I'm afraid Prashanth.vinnakota sounds a bit confused on his understanding of the circuitry. But let's keep this a friendly and helpful forum.
It's true though that people often use 'latch' as a verb for what one does with a flip-flop, probably as there is no obvious verb like flip-flopped'. And 'latch' often gets swapped as a noun for flip-flop. These things often seem to happen in a world containing full of people.
However, the
original question was : how can we design a flip flop using latch ?
D-type flip-flops (DFFs) in ASICs are usually implemented at low level by two 2-to-1 muxes in series. Each mux acts as a transparent latch by having its output fed back to one of its inputs.
Each mux input select is driven from the CLK signal but uses a different CLK polarity. The first mux latches when CLK=1, the second latches when CLK=0.

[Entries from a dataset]
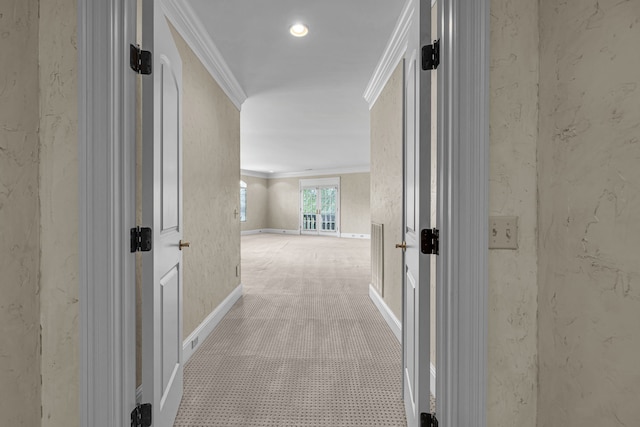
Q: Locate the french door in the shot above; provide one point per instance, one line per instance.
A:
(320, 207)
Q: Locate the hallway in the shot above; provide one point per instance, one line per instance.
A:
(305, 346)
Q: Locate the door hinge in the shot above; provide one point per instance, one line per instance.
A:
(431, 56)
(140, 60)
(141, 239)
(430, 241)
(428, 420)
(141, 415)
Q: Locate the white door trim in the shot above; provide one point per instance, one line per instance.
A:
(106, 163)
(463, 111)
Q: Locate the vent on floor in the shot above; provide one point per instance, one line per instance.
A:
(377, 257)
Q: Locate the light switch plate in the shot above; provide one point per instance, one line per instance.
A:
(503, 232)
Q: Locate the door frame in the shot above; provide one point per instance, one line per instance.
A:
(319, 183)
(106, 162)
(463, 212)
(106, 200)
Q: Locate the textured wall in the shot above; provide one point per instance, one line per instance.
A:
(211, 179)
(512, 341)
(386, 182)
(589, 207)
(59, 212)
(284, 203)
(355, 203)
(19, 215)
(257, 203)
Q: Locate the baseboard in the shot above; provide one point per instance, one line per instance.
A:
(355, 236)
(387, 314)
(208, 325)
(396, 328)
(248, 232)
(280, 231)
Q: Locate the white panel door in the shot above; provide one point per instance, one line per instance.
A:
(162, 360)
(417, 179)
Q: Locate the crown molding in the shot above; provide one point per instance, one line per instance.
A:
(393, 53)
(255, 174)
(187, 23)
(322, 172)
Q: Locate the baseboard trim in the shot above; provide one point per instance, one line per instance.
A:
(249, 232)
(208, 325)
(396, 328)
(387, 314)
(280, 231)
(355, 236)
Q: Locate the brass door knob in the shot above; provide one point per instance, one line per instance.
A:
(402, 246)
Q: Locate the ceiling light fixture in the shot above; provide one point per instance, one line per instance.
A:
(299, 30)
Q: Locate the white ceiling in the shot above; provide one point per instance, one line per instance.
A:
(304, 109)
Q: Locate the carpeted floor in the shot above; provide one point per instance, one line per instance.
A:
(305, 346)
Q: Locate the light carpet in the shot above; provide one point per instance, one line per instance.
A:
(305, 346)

---

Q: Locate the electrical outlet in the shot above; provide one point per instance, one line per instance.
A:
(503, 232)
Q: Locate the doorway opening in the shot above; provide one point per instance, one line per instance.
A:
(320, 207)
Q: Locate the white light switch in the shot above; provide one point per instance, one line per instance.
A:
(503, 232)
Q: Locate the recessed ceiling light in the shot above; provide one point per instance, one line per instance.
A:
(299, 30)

REQUIRED TASK A: List each distinct abbreviation in the flip-flop post that starts with two or more capital letters.
REQUIRED TASK B: In the flip-flop post, when does the first mux latch?

TASK ANSWER A: DFFs, ASICs, CLK

TASK ANSWER B: When CLK=1.